+++ TEXT SHOWN +++

Old Tamil Poetry

Translations of Tamil Poetic works that span 2000 years

Archive for the category “Devotional”

Nammalvaar – 2654

One with a Golden crown, one with a thousand names,
one whose dazzling disc dims the stars- him
I kept in my heart as protective mom and dad;
henceforth, whatever happens does it matter?

அடர்ப்பொன் முடியானை யாயிரம்பே ரானை,
சுடர்கொள் சுடராழி யானை,-இடர்கடியும்
மாதா பிதுவாக வைத்தேன் எனதுள்ளே
யாதாகில் யாதே இனி

This verse is from Nammalvar’s pasurams. Nammalvar is considered the greatest amongst twelve Alwars (Vaishnavite saints) and has written 1352 of the 4000 verses in Naalaayira Divya Prabandham. His period is generally dated to 8th Century AD. The Vaishnavite philosophy of Alwars is qualified non-dualism (Vishishtadvaita), simply put – total surrender to the One. (I am not qualified to talk about nuances of philosophy. This is just my understanding.)

+++ RECORD EXCERPTS +++

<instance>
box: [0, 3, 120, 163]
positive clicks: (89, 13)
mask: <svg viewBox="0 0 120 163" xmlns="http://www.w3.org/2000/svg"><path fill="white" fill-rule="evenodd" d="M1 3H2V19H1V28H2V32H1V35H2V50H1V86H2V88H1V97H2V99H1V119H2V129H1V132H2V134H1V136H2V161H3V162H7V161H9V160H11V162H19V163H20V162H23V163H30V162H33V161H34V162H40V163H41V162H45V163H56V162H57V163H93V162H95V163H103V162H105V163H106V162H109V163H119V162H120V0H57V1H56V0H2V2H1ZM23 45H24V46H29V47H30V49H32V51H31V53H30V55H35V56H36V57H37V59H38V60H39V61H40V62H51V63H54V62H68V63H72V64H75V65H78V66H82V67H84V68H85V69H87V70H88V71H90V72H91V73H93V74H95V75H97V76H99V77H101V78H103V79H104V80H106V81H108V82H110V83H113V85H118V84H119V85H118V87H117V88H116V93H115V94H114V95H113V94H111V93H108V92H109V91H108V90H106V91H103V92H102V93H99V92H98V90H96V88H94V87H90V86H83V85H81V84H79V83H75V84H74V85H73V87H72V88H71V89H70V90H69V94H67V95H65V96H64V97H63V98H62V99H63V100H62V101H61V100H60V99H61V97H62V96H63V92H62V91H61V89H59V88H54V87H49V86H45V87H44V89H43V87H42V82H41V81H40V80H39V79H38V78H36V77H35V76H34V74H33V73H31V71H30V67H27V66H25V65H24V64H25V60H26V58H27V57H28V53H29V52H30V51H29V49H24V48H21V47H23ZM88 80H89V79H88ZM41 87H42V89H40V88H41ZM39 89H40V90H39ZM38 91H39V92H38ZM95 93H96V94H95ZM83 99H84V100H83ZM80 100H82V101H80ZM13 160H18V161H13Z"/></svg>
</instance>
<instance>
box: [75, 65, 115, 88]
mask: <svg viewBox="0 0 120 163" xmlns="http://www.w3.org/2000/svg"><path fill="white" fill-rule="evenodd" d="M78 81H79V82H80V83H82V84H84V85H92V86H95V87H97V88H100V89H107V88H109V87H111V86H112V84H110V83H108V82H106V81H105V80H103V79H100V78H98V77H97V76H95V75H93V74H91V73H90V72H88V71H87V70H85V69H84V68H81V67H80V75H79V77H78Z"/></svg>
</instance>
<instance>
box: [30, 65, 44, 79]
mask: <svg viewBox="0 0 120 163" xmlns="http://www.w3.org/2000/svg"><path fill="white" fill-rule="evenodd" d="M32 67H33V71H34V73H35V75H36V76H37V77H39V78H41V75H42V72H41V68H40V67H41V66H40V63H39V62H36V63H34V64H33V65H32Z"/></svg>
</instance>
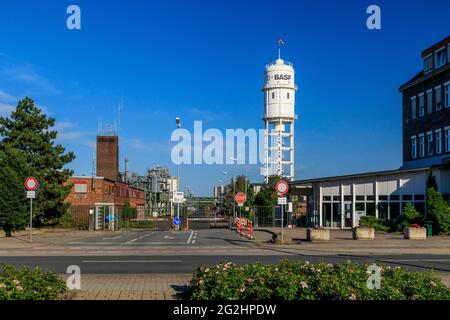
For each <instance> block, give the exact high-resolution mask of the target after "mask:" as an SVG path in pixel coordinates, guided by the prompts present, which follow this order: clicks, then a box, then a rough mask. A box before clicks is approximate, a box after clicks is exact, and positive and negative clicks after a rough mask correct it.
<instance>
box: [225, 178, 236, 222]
mask: <svg viewBox="0 0 450 320" xmlns="http://www.w3.org/2000/svg"><path fill="white" fill-rule="evenodd" d="M222 173H223V174H225V175H230V176H231V179H232V180H233V221H234V220H235V219H236V202H235V201H234V196H235V194H236V179H234V177H233V176H232V175H231V174H230V173H228V172H226V171H222Z"/></svg>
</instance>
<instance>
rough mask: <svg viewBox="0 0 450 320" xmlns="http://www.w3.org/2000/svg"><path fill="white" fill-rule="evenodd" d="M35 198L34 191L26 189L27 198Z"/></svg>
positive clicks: (34, 193) (35, 192)
mask: <svg viewBox="0 0 450 320" xmlns="http://www.w3.org/2000/svg"><path fill="white" fill-rule="evenodd" d="M34 198H36V191H27V199H34Z"/></svg>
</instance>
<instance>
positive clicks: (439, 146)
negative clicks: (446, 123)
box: [435, 129, 442, 154]
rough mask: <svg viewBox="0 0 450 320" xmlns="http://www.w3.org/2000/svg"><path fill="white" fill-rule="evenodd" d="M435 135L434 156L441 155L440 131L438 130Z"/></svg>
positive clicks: (440, 133) (441, 131)
mask: <svg viewBox="0 0 450 320" xmlns="http://www.w3.org/2000/svg"><path fill="white" fill-rule="evenodd" d="M435 133H436V154H441V153H442V130H441V129H438V130H436V131H435Z"/></svg>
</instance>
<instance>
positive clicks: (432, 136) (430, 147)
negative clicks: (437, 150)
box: [427, 131, 433, 156]
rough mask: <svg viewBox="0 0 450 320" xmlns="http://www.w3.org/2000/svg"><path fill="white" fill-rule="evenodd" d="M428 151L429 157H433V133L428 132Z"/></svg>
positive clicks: (427, 146) (427, 143)
mask: <svg viewBox="0 0 450 320" xmlns="http://www.w3.org/2000/svg"><path fill="white" fill-rule="evenodd" d="M427 150H428V155H429V156H432V155H433V132H431V131H430V132H427Z"/></svg>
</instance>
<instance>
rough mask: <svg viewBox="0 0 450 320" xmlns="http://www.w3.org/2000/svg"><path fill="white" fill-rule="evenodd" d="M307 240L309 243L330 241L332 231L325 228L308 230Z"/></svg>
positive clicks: (306, 232)
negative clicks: (325, 228)
mask: <svg viewBox="0 0 450 320" xmlns="http://www.w3.org/2000/svg"><path fill="white" fill-rule="evenodd" d="M306 239H307V240H308V241H329V240H330V230H328V229H325V228H323V227H318V228H317V227H316V228H308V229H307V230H306Z"/></svg>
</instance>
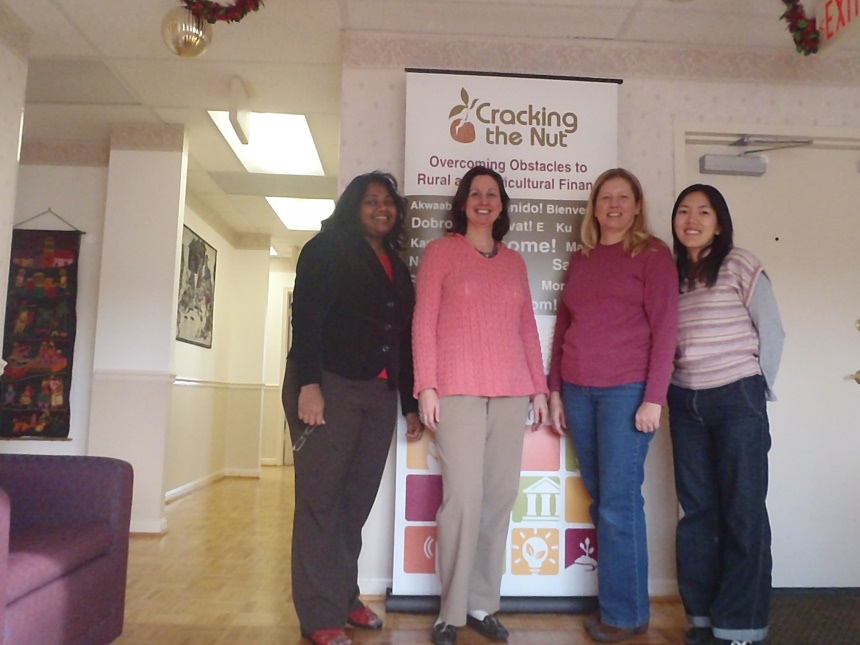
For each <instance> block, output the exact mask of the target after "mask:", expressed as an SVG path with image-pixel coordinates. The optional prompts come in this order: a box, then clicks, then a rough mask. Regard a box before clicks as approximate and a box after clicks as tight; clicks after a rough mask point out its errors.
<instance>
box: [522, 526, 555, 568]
mask: <svg viewBox="0 0 860 645" xmlns="http://www.w3.org/2000/svg"><path fill="white" fill-rule="evenodd" d="M522 554H523V557H524V558H525V560H526V564H528V565H529V570H530V571H531V572H532V573H534V574H536V573H539V572H540V570H541V567H542V566H543V563H544V562H545V561H546V559H547V556H548V555H549V545H548V544H547V543H546V540H544V539H543V538H542V537H540V536H538V535H532V536H531V537H529V538H528V539H527V540H526V541H525V542H523V548H522Z"/></svg>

+++

◆ YOUR TASK ◆
From the Old Tamil Poetry page, quote the passage that starts with the words containing "Old Tamil Poetry" and ends with "does it matter?".

◆ FINISHED EXERCISE ◆
Old Tamil Poetry

Translations of Tamil Poetic works that span 2000 years

Archive for the category “Devotional”

Nammalvaar – 2654

One with a Golden crown, one with a thousand names,
one whose dazzling disc dims the stars- him
I kept in my heart as protective mom and dad;
henceforth, whatever happens does it matter?